● Document text:
-=-=-
# Q1. Explain the assumptions required to use ANOVA and provide examples of violations that could impact the validity of the results.

Assumptions for ANOVA:

Homogeneity of Variance: Variances are roughly equal across groups.

Violation Example: One group has significantly larger variance in test scores than others.
Independence of Observations: Data points are not dependent on each other.

Violation Example: Repeated measurements of the same individuals are not independent.
Normality of Residuals: Residuals (differences between observed and predicted values) follow a normal distribution.

Violation Example: Residuals show a skewed or non-normal distribution.
Violations of these assumptions can lead to inaccurate ANOVA results.

# Q2. What are the three types of ANOVA, and in what situations would each be used?

Three types of ANOVA:

One-Way ANOVA:

Used when you have one categorical independent variable (factor) with three or more levels (groups).
Determines if there are significant differences in means between the groups.
Two-Way ANOVA:

Used when you have two categorical independent variables (factors) and want to assess their individual and interactive effects on a dependent variable.
Determines if there are significant main effects and interactions between the factors.
Three-Way ANOVA:

Used when you have three categorical independent variables (factors) and want to assess their individual and interactive effects on a dependent variable.
Similar to two-way ANOVA but with an additional factor.
-=-=-
● Source data:
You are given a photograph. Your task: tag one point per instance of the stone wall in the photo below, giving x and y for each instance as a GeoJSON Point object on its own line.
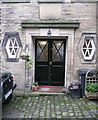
{"type": "Point", "coordinates": [14, 14]}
-=-=-
● Short problem 1:
Reproduce, word for word, the part of the ANOVA notes that opens with the words containing "# Q1. Explain" and closes with "or non-normal distribution.".
● Short problem 2:
Translate the sentence "Violations of these assumptions can lead to inaccurate ANOVA results." from the ANOVA notes into Spanish.
The material placed after the ANOVA notes is separate from them.

● Written solution 1:
# Q1. Explain the assumptions required to use ANOVA and provide examples of violations that could impact the validity of the results.

Assumptions for ANOVA:

Homogeneity of Variance: Variances are roughly equal across groups.

Violation Example: One group has significantly larger variance in test scores than others.
Independence of Observations: Data points are not dependent on each other.

Violation Example: Repeated measurements of the same individuals are not independent.
Normality of Residuals: Residuals (differences between observed and predicted values) follow a normal distribution.

Violation Example: Residuals show a skewed or non-normal distribution.

● Written solution 2:
Las violaciones de estos supuestos pueden dar lugar a resultados inexactos del ANOVA.